TASK DESCRIPTION — Give back everything from the line containing "the small candle" down to the end of the items below, with "pretty-printed" changed to "indented" and nothing else altered.

INPUT RECORDS —
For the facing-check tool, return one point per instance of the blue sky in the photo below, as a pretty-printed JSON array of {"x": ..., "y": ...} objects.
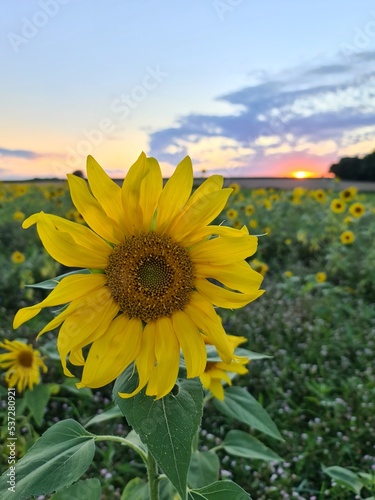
[{"x": 246, "y": 88}]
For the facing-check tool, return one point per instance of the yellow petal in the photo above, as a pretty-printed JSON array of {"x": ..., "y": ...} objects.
[
  {"x": 199, "y": 214},
  {"x": 68, "y": 289},
  {"x": 69, "y": 243},
  {"x": 105, "y": 190},
  {"x": 223, "y": 250},
  {"x": 214, "y": 230},
  {"x": 191, "y": 342},
  {"x": 225, "y": 298},
  {"x": 86, "y": 324},
  {"x": 145, "y": 360},
  {"x": 113, "y": 352},
  {"x": 92, "y": 211},
  {"x": 167, "y": 350},
  {"x": 204, "y": 316},
  {"x": 238, "y": 276},
  {"x": 175, "y": 194}
]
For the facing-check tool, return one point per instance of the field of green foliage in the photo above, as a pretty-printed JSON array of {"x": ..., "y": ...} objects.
[{"x": 317, "y": 254}]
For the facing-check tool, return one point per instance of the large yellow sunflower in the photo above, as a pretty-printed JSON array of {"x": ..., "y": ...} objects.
[
  {"x": 23, "y": 364},
  {"x": 155, "y": 263}
]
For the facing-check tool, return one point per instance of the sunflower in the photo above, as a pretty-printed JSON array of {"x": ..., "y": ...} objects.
[
  {"x": 347, "y": 237},
  {"x": 18, "y": 215},
  {"x": 357, "y": 209},
  {"x": 232, "y": 213},
  {"x": 321, "y": 277},
  {"x": 216, "y": 373},
  {"x": 23, "y": 364},
  {"x": 155, "y": 262},
  {"x": 337, "y": 206},
  {"x": 319, "y": 195}
]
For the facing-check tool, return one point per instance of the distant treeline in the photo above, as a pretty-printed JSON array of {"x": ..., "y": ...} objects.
[{"x": 355, "y": 169}]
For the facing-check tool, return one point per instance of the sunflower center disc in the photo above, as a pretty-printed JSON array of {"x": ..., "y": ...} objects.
[
  {"x": 150, "y": 276},
  {"x": 25, "y": 359}
]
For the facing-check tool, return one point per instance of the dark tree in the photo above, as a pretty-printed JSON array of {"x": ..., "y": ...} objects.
[{"x": 355, "y": 169}]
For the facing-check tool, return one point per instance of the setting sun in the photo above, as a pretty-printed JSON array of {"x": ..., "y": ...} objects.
[{"x": 302, "y": 174}]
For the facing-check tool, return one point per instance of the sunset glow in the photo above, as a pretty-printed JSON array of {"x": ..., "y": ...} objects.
[{"x": 302, "y": 174}]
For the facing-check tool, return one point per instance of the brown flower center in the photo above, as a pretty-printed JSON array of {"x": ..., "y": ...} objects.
[{"x": 150, "y": 276}]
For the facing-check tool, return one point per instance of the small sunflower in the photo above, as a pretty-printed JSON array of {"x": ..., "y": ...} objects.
[
  {"x": 153, "y": 258},
  {"x": 249, "y": 210},
  {"x": 319, "y": 195},
  {"x": 216, "y": 372},
  {"x": 23, "y": 364},
  {"x": 17, "y": 257},
  {"x": 321, "y": 277},
  {"x": 357, "y": 209},
  {"x": 337, "y": 206},
  {"x": 18, "y": 215},
  {"x": 347, "y": 237},
  {"x": 232, "y": 214}
]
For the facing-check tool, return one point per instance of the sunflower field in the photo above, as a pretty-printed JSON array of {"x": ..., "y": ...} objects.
[{"x": 315, "y": 321}]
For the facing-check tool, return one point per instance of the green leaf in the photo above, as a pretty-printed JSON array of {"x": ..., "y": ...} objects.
[
  {"x": 53, "y": 282},
  {"x": 85, "y": 489},
  {"x": 345, "y": 477},
  {"x": 167, "y": 426},
  {"x": 204, "y": 469},
  {"x": 59, "y": 458},
  {"x": 109, "y": 414},
  {"x": 220, "y": 490},
  {"x": 37, "y": 399},
  {"x": 136, "y": 489},
  {"x": 241, "y": 405},
  {"x": 241, "y": 444}
]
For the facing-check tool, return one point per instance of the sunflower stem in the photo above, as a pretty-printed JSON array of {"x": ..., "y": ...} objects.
[{"x": 152, "y": 477}]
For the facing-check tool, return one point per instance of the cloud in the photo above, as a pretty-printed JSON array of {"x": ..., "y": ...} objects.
[
  {"x": 19, "y": 153},
  {"x": 315, "y": 104}
]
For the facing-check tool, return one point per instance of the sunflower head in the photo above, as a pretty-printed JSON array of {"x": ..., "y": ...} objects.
[
  {"x": 153, "y": 270},
  {"x": 22, "y": 364},
  {"x": 347, "y": 237},
  {"x": 357, "y": 209},
  {"x": 337, "y": 206}
]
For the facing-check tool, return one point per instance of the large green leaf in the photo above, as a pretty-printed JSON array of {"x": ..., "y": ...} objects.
[
  {"x": 109, "y": 414},
  {"x": 204, "y": 469},
  {"x": 241, "y": 444},
  {"x": 345, "y": 477},
  {"x": 220, "y": 490},
  {"x": 88, "y": 489},
  {"x": 167, "y": 426},
  {"x": 59, "y": 458},
  {"x": 241, "y": 405},
  {"x": 136, "y": 489}
]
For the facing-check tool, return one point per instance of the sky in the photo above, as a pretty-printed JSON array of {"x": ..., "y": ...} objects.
[{"x": 259, "y": 88}]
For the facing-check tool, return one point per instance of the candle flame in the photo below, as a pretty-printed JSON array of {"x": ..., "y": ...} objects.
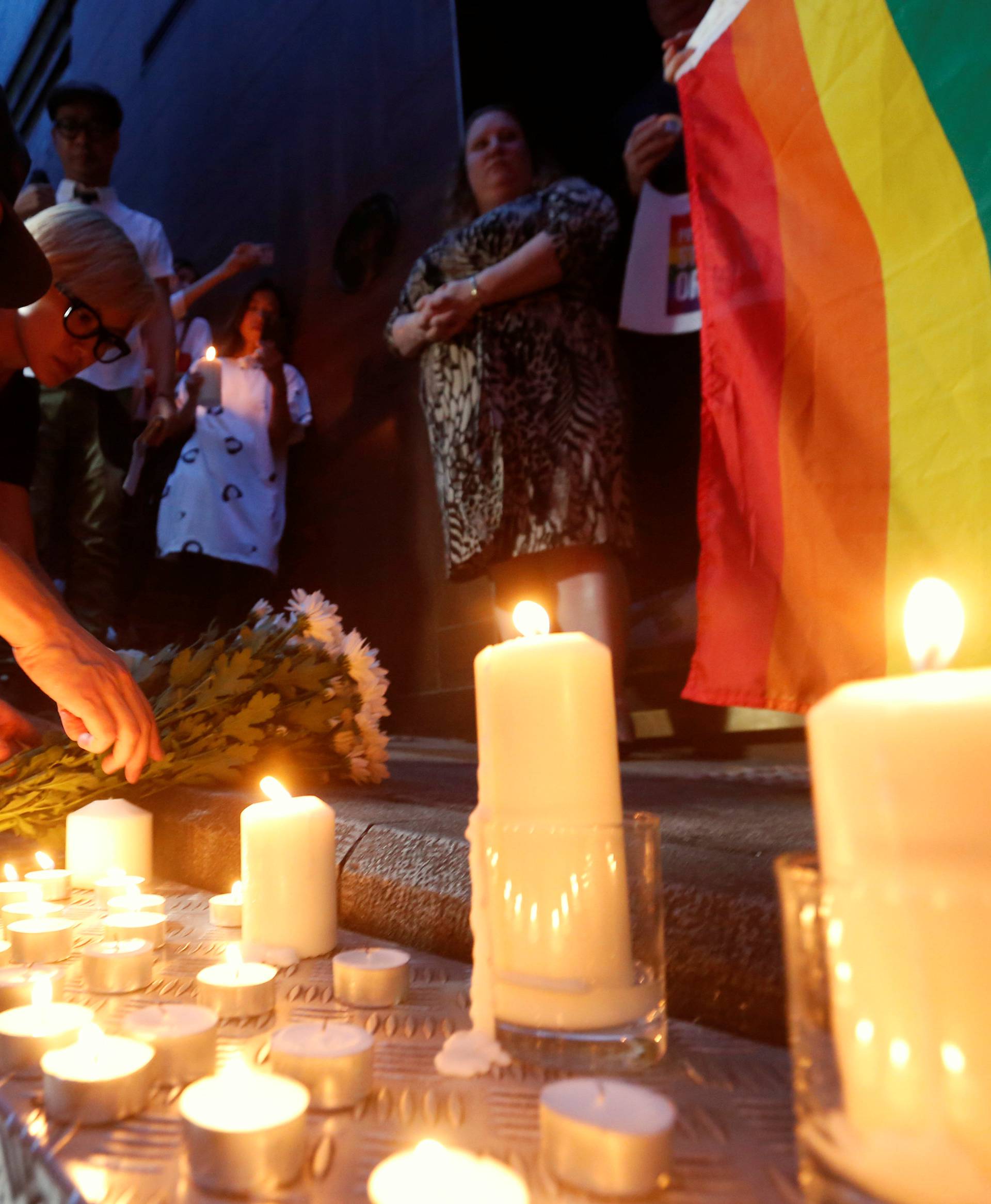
[
  {"x": 934, "y": 624},
  {"x": 275, "y": 790},
  {"x": 41, "y": 990},
  {"x": 531, "y": 619}
]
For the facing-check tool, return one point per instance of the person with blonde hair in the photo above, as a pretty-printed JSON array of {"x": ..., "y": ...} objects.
[{"x": 98, "y": 292}]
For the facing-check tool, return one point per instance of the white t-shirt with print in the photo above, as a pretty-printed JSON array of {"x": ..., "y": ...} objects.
[{"x": 227, "y": 495}]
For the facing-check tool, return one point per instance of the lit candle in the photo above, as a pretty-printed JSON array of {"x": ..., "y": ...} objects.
[
  {"x": 113, "y": 885},
  {"x": 98, "y": 1079},
  {"x": 12, "y": 890},
  {"x": 107, "y": 832},
  {"x": 607, "y": 1137},
  {"x": 235, "y": 988},
  {"x": 434, "y": 1174},
  {"x": 131, "y": 925},
  {"x": 226, "y": 909},
  {"x": 900, "y": 771},
  {"x": 245, "y": 1132},
  {"x": 116, "y": 967},
  {"x": 288, "y": 870},
  {"x": 56, "y": 884},
  {"x": 371, "y": 978},
  {"x": 183, "y": 1036},
  {"x": 334, "y": 1061},
  {"x": 29, "y": 1031}
]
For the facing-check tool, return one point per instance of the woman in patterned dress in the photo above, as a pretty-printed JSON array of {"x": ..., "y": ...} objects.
[{"x": 520, "y": 391}]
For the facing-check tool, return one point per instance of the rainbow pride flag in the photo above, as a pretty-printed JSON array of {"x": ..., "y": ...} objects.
[{"x": 840, "y": 156}]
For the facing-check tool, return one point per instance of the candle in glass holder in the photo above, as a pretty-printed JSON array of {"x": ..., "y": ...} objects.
[
  {"x": 245, "y": 1132},
  {"x": 235, "y": 988},
  {"x": 28, "y": 1032},
  {"x": 56, "y": 884},
  {"x": 334, "y": 1061},
  {"x": 607, "y": 1137},
  {"x": 371, "y": 978},
  {"x": 183, "y": 1036},
  {"x": 116, "y": 967},
  {"x": 226, "y": 909},
  {"x": 115, "y": 883},
  {"x": 435, "y": 1173},
  {"x": 128, "y": 925},
  {"x": 98, "y": 1079}
]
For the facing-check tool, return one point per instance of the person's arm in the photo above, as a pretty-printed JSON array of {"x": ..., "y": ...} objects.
[
  {"x": 245, "y": 255},
  {"x": 99, "y": 703}
]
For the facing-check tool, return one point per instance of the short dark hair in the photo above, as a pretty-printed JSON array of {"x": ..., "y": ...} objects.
[
  {"x": 461, "y": 206},
  {"x": 70, "y": 92}
]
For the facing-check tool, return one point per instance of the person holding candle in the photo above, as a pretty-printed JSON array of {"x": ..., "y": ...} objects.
[{"x": 519, "y": 387}]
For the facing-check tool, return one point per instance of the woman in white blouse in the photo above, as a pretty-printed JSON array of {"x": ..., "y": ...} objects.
[{"x": 223, "y": 510}]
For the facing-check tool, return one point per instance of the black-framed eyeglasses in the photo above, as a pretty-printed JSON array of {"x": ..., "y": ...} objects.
[
  {"x": 94, "y": 129},
  {"x": 81, "y": 320}
]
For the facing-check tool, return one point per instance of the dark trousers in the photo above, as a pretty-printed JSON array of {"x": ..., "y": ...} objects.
[{"x": 76, "y": 495}]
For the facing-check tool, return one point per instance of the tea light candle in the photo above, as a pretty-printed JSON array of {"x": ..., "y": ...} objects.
[
  {"x": 17, "y": 984},
  {"x": 107, "y": 832},
  {"x": 234, "y": 988},
  {"x": 183, "y": 1036},
  {"x": 28, "y": 1032},
  {"x": 606, "y": 1137},
  {"x": 98, "y": 1079},
  {"x": 56, "y": 884},
  {"x": 334, "y": 1061},
  {"x": 115, "y": 967},
  {"x": 40, "y": 941},
  {"x": 12, "y": 890},
  {"x": 245, "y": 1132},
  {"x": 116, "y": 883},
  {"x": 433, "y": 1172},
  {"x": 128, "y": 925},
  {"x": 371, "y": 978},
  {"x": 226, "y": 909}
]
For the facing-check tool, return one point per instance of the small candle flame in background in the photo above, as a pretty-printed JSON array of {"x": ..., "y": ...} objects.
[
  {"x": 275, "y": 790},
  {"x": 41, "y": 990},
  {"x": 934, "y": 624},
  {"x": 531, "y": 619}
]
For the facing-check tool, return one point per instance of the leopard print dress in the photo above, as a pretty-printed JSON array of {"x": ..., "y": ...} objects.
[{"x": 524, "y": 407}]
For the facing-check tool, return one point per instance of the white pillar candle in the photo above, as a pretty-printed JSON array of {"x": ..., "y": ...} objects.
[
  {"x": 226, "y": 909},
  {"x": 290, "y": 876},
  {"x": 127, "y": 925},
  {"x": 900, "y": 769},
  {"x": 17, "y": 984},
  {"x": 607, "y": 1137},
  {"x": 245, "y": 1132},
  {"x": 56, "y": 884},
  {"x": 115, "y": 883},
  {"x": 41, "y": 941},
  {"x": 29, "y": 1031},
  {"x": 237, "y": 989},
  {"x": 371, "y": 978},
  {"x": 116, "y": 967},
  {"x": 434, "y": 1174},
  {"x": 98, "y": 1079},
  {"x": 334, "y": 1061},
  {"x": 107, "y": 832},
  {"x": 183, "y": 1036}
]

FULL SOLUTION —
For the facing-check tool, return one point per instance of the small candle flame in background in the photo above, as a indented JSON array of {"x": ..., "y": ...} objects.
[
  {"x": 275, "y": 790},
  {"x": 41, "y": 990},
  {"x": 934, "y": 624},
  {"x": 531, "y": 619}
]
For the facing-check tool, return one point per instance of the leopard print dress in the photo above, as a indented JSON array of {"x": ..., "y": ...} objects.
[{"x": 524, "y": 407}]
For the facing-check tool, return one point per instance of the white pillar candle in the photo above, as a indented JSON array of {"x": ..., "y": ...} objects.
[
  {"x": 226, "y": 909},
  {"x": 290, "y": 876},
  {"x": 127, "y": 925},
  {"x": 900, "y": 769},
  {"x": 17, "y": 984},
  {"x": 607, "y": 1137},
  {"x": 245, "y": 1132},
  {"x": 56, "y": 884},
  {"x": 115, "y": 883},
  {"x": 41, "y": 941},
  {"x": 29, "y": 1031},
  {"x": 237, "y": 989},
  {"x": 371, "y": 978},
  {"x": 116, "y": 967},
  {"x": 434, "y": 1174},
  {"x": 98, "y": 1079},
  {"x": 334, "y": 1061},
  {"x": 107, "y": 832},
  {"x": 183, "y": 1036}
]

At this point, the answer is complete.